GenAI workflow overview¶
This section provides a generalized discussion of the generative LLM building workflow, which can include:
- Creating and versioning vector databases.
- Creating LLM blueprints.
- Chatting with and compare LLM blueprints.
- Applying evaluation metrics and creating compliance tests.
- Preparing LLM blueprints for deployment.
Tip
For a hands-on experience, try the GenAI walkthrough.
See the full documentation for information on using your own data and LLMs, working with code instead of the UI, and working with NVIDIA NIM.
Get started¶
It all begins by [creating a Use Case]{wb-build-usecase}{ target=_blank } and adding a playground. A playground is a dedicated LLM-focused experimentation environment within Workbench, where you can build, review, compare, evaluate, and deploy.
Build a vector database¶
Once your playground is set up, optionally add a vector database. The role of the vector database is to enrich the prompt with relevant context before it is sent to the LLM. When creating a vector database, you set a basic configuration and text chunking.
Vector databases can be versioned to make sure the most up-to-date data is available to ground LLM responses.
Build LLM blueprints¶
An LLM blueprint represents the full context for what is needed to generate a response from an LLM; the resulting output is what can then be compared within the playground.
When you click to create an LLM blueprint, the playground opens with a variety of blueprint-related options. The first step is to configure the LLM blueprint.
In the configuration panel, optionally add a vector database and set the chunking strategy. The new LLM blueprint is listed on the left; add several blueprints to take advantage of DataRobot's LLM blueprint comparison capabilities.
Chat and compare LLM blueprints¶
Once the LLM blueprint configuration is saved, try sending it prompts (chatting) to determine whether further refinements are needed before considering your LLM blueprint for deployment.
After chatting:
-
View citation metrics to see the top reference document chunks retrieved from the vector database.
-
Open the citations window as a safety check to validate LLM responses.
-
Use the response feedback "thumbs" to rate the prompt answer. Integration of human feedback improves model performance and exported feedback can be used, for example, to train a predictive model.
Then, use the comparison tool to test different LLM blueprints using the same prompt.
See the best practices for prompt engineering when chatting and doing comparisons.
Use LLM evaluation tools¶
Using metrics and compliance tests, DataRobot monitors how models are used in production, intervening and blocking bad outputs.
Add metrics before or after configuring LLM blueprints:
Add evaluation datasets, or generate a synthetic dataset from within DataRobot, to create a systematic assessment of how well the model performs for its intended tasks.
Combine evaluation metrics and an evaluation dataset to automate the detection of compliance issues through test prompt scenarios. Use DataRobot-supplied evaluations or create your own.
Deploy an LLM¶
Once you are satisfied with the LLM blueprint, you can send it to the Registry's workshop from the playground.
The Registry workshop is where you test the LLM custom model and ultimately deploy it to Console, a centralized hub for monitoring and model management.
◆ ◆ ◆ ◆ ◆ ◆ ◆
PROBLEM SET
• a. According to the GenAI workflow overview, what is the role of the vector database?
• b. Does each statement agree with the GenAI workflow overview: (i) adding a vector database to a playground is required, (ii) the comparison tool tests different LLM blueprints using the same prompt, (iii) the LLM custom model is tested in Console? Give yes or no for each, with the deciding words of the overview quoted.

[Collected data entries]
◆ ◆ ◆ ◆ ◆ ◆ ◆
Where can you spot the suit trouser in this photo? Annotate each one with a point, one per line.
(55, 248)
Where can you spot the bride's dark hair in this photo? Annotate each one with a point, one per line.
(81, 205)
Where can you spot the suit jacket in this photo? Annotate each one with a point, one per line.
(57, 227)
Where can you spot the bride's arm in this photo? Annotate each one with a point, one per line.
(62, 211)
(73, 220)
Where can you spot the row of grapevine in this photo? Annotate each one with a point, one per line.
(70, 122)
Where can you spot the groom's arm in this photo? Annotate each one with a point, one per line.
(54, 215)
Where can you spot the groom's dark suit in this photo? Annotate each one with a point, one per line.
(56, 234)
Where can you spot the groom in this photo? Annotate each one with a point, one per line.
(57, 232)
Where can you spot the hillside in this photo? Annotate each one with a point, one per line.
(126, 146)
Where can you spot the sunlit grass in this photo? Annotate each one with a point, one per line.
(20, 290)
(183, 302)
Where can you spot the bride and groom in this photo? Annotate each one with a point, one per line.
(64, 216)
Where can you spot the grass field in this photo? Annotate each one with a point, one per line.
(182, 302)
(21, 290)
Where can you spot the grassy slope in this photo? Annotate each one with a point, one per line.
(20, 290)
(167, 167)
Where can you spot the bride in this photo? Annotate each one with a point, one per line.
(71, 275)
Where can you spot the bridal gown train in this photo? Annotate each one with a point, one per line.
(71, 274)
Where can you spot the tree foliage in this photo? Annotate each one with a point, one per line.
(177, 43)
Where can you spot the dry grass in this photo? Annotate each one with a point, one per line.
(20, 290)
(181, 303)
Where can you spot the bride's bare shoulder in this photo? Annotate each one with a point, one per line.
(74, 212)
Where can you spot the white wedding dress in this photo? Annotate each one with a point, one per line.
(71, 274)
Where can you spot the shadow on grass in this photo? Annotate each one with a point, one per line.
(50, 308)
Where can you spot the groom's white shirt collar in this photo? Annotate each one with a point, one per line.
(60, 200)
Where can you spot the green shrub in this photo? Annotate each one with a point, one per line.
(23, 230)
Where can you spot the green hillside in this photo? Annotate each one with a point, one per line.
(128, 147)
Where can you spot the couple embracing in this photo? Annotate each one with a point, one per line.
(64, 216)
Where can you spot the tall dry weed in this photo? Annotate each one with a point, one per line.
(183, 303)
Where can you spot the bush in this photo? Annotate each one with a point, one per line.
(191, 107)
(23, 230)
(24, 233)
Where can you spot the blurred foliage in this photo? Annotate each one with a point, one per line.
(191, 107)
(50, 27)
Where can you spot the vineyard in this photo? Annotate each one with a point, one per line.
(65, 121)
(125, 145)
◆ ◆ ◆ ◆ ◆ ◆ ◆
TASK SOLUTIONS
• a. It enriches the prompt with relevant context before it is sent to the LLM.

• b.
(i) No: "optionally add a vector database."
(ii) Yes: "use the comparison tool to test different LLM blueprints using the same prompt."
(iii) No: "The Registry workshop is where you test the LLM custom model"